* Aufgabe *
Gib aus dem vorgegebenen Text die Passage von „Während Sie die“ bis einschließlich „Leute zu belügen!“ wörtlich wieder.

* Vorgegebener Text *
* * *

Das ist ein Skandal, und das ist einfach nicht hinnehmbar.
Während Sie die Ackermänner dieser Welt in Sänften tragen, diktieren Sie der griechischen Bevölkerung ein Sparpaket, das unerträgliche Folgen haben wird, das Griechenland in eine tiefe Depression stürzen wird. Spätestens dann wird die griechische Zahlungsunfähigkeit tatsächlich nicht mehr aufschiebbar sein.
Wenn wir nicht endlich den Zockerbanken, den Spekulanten das Handwerk legen, das sage ich Ihnen, werden wir uns sowieso in wenigen Wochen hier wiedersehen, und dann wird uns Frau Merkel mit treuem Augenaufschlag begründen, warum wir jetzt auch Portugal oder Irland unterstützen müssen, dann vielleicht Spanien oder Italien. Hören Sie doch auf, die Leute zu belügen!

* * *

* Zeilen *

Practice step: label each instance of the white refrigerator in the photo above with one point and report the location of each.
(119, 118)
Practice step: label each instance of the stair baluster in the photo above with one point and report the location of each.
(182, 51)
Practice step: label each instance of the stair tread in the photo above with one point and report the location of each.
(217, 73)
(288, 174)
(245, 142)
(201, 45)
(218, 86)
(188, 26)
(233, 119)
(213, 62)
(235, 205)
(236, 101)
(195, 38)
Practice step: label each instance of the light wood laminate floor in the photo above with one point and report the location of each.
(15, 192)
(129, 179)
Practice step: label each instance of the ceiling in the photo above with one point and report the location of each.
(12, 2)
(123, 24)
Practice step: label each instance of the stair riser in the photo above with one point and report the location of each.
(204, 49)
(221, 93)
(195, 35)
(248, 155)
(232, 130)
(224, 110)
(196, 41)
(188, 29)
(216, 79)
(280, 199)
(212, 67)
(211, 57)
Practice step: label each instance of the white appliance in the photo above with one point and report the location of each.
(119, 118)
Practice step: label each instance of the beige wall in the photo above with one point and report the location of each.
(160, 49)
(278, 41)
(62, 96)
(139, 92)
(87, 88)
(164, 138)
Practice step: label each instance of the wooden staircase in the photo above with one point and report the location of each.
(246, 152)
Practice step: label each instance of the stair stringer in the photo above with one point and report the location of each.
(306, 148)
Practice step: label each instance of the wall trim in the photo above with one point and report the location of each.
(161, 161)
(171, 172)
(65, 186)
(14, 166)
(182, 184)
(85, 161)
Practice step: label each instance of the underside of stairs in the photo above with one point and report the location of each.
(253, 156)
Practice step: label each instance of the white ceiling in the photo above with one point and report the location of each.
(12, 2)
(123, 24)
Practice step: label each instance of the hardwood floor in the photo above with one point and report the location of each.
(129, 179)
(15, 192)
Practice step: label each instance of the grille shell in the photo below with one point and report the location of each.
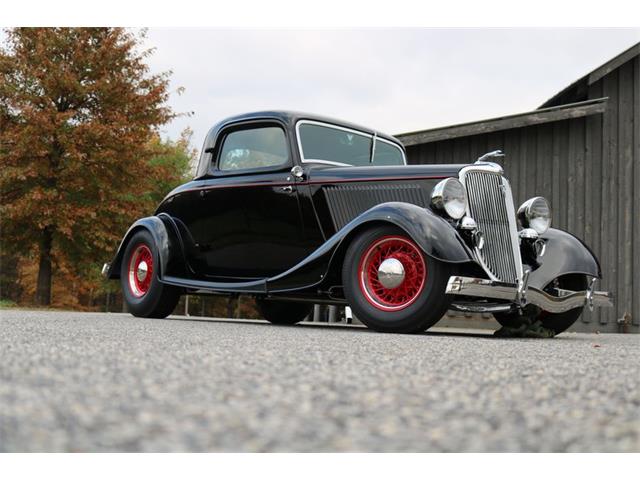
(490, 204)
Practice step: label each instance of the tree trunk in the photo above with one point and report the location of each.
(43, 289)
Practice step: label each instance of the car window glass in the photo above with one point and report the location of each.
(254, 148)
(331, 144)
(387, 154)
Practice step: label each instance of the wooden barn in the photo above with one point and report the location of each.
(581, 150)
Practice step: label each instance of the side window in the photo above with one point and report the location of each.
(387, 154)
(254, 148)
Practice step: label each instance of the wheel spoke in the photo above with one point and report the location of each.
(409, 255)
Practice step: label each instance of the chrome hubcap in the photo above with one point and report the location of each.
(391, 273)
(141, 273)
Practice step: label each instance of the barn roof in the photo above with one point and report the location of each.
(571, 102)
(578, 90)
(543, 115)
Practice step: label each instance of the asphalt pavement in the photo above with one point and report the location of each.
(112, 382)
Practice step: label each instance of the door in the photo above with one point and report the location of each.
(249, 223)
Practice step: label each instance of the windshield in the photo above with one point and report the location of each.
(348, 147)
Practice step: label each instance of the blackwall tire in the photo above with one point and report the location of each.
(414, 305)
(281, 312)
(144, 295)
(558, 322)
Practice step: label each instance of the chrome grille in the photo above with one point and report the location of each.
(491, 206)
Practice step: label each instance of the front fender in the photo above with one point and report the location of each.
(564, 254)
(433, 234)
(163, 234)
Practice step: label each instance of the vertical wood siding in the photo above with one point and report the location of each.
(589, 169)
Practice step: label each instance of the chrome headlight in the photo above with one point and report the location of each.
(535, 213)
(450, 196)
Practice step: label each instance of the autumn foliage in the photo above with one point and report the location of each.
(80, 156)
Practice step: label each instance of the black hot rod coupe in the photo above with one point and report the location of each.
(297, 209)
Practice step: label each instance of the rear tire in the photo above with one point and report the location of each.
(412, 306)
(281, 312)
(144, 294)
(558, 322)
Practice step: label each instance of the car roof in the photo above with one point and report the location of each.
(290, 118)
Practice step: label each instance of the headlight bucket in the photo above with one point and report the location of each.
(449, 196)
(535, 213)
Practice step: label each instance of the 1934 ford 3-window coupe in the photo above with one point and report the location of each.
(296, 209)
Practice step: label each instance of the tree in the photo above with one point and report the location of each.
(78, 112)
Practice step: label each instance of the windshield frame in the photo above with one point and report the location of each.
(372, 136)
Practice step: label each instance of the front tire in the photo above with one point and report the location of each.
(280, 312)
(144, 294)
(406, 295)
(558, 322)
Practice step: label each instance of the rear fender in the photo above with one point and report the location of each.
(167, 241)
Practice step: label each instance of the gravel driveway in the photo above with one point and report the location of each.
(112, 382)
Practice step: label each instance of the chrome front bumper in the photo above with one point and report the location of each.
(488, 289)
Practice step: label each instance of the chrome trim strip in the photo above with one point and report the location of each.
(480, 287)
(374, 137)
(326, 162)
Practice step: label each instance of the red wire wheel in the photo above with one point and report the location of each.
(140, 270)
(415, 273)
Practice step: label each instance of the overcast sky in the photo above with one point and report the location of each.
(394, 80)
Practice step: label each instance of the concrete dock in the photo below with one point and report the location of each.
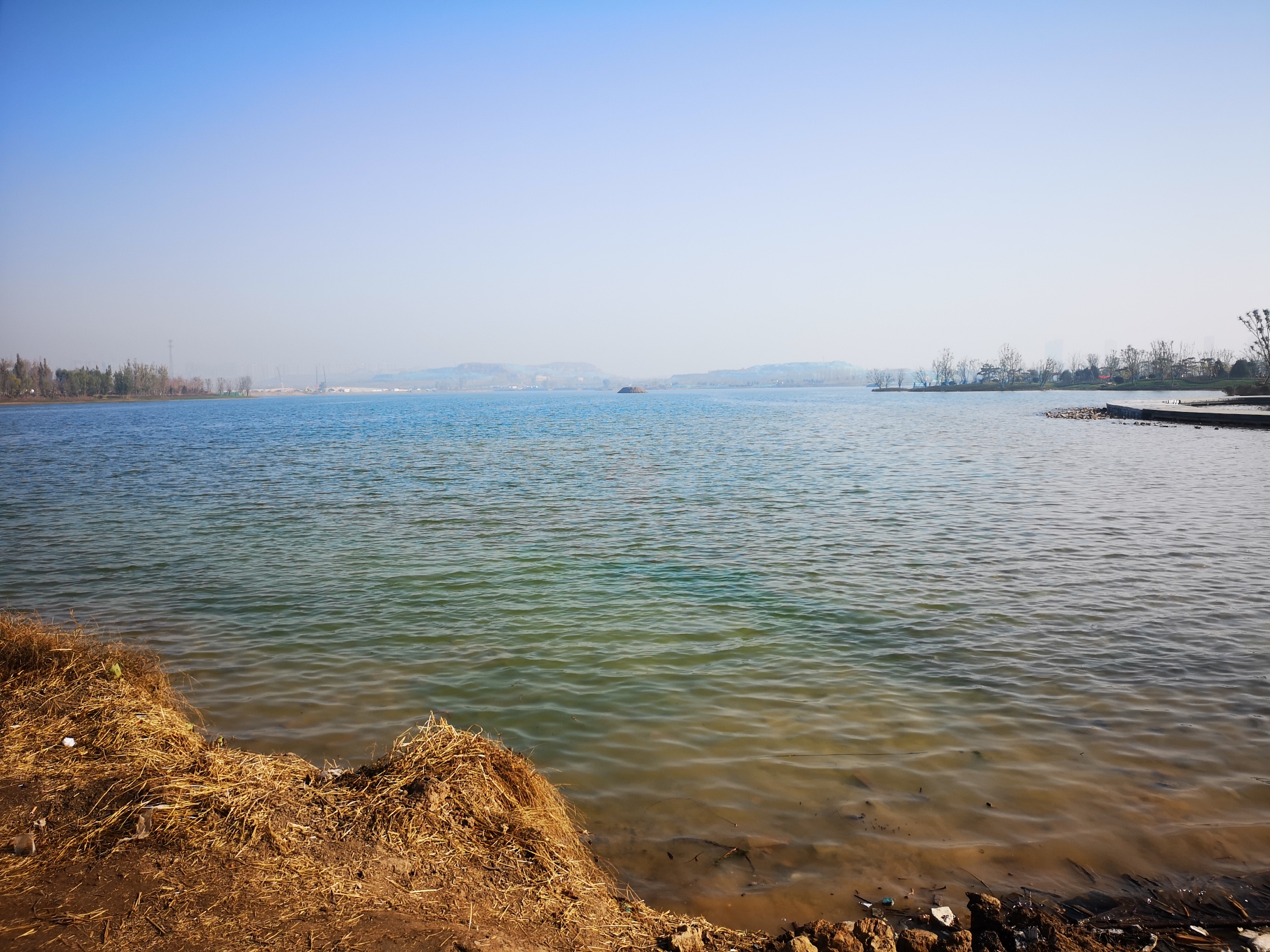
(1230, 411)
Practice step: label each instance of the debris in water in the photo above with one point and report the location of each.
(944, 916)
(1080, 413)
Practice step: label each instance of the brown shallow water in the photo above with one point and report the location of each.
(781, 646)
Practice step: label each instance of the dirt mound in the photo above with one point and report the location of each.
(150, 836)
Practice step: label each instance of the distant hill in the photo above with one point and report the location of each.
(562, 374)
(770, 374)
(565, 374)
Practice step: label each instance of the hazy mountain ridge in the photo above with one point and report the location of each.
(484, 376)
(789, 374)
(572, 374)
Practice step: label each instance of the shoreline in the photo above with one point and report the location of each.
(120, 399)
(150, 834)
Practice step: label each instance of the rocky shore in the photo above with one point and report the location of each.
(127, 828)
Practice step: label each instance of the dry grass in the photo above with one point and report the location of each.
(448, 825)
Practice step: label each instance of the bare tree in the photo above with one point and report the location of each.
(1162, 358)
(1011, 363)
(1111, 362)
(1259, 325)
(966, 368)
(1131, 363)
(944, 368)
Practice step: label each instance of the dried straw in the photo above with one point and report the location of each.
(448, 825)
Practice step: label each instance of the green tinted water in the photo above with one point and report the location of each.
(827, 627)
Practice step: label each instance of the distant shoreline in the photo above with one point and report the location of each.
(1143, 385)
(118, 399)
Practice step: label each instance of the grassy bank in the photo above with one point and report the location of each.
(149, 834)
(1062, 388)
(177, 841)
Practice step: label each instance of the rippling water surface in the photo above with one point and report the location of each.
(826, 626)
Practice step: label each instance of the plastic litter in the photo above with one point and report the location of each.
(944, 916)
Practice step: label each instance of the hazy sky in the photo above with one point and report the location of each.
(649, 187)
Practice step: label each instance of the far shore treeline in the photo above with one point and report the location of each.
(1161, 365)
(22, 379)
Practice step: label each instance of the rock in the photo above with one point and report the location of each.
(437, 793)
(944, 916)
(145, 824)
(23, 844)
(916, 941)
(987, 916)
(831, 937)
(875, 936)
(687, 938)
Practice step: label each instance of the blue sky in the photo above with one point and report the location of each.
(650, 187)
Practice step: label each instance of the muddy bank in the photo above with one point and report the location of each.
(149, 834)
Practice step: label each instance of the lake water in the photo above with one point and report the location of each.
(827, 627)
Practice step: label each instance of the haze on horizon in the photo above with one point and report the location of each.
(652, 188)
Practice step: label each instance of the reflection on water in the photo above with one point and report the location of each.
(781, 646)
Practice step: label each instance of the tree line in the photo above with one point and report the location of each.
(1161, 360)
(36, 379)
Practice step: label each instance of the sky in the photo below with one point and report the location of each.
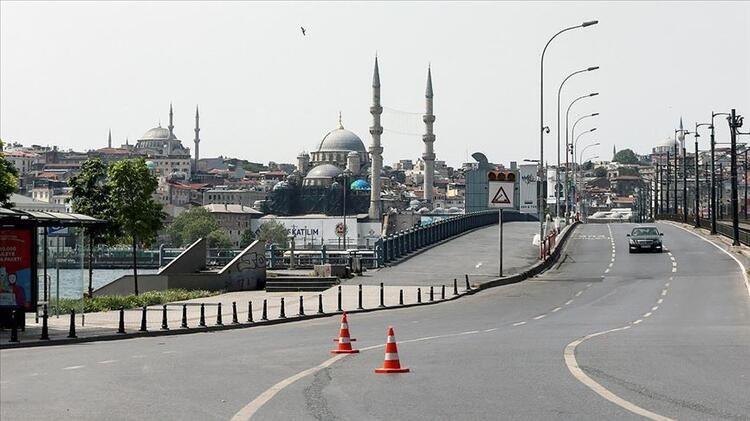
(69, 72)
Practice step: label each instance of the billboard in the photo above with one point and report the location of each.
(528, 188)
(16, 251)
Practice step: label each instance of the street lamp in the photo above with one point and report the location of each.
(540, 196)
(557, 170)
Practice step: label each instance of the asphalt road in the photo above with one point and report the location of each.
(682, 351)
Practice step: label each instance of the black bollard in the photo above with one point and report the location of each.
(164, 325)
(72, 331)
(14, 327)
(143, 321)
(218, 315)
(45, 328)
(202, 321)
(121, 326)
(184, 316)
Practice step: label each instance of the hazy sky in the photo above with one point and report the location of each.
(71, 71)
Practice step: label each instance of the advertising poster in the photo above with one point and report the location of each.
(15, 268)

* * *

* Richtige Antwort *
Während Sie die Ackermänner dieser Welt in Sänften tragen, diktieren Sie der griechischen Bevölkerung ein Sparpaket, das unerträgliche Folgen haben wird, das Griechenland in eine tiefe Depression stürzen wird. Spätestens dann wird die griechische Zahlungsunfähigkeit tatsächlich nicht mehr aufschiebbar sein.
Wenn wir nicht endlich den Zockerbanken, den Spekulanten das Handwerk legen, das sage ich Ihnen, werden wir uns sowieso in wenigen Wochen hier wiedersehen, und dann wird uns Frau Merkel mit treuem Augenaufschlag begründen, warum wir jetzt auch Portugal oder Irland unterstützen müssen, dann vielleicht Spanien oder Italien. Hören Sie doch auf, die Leute zu belügen!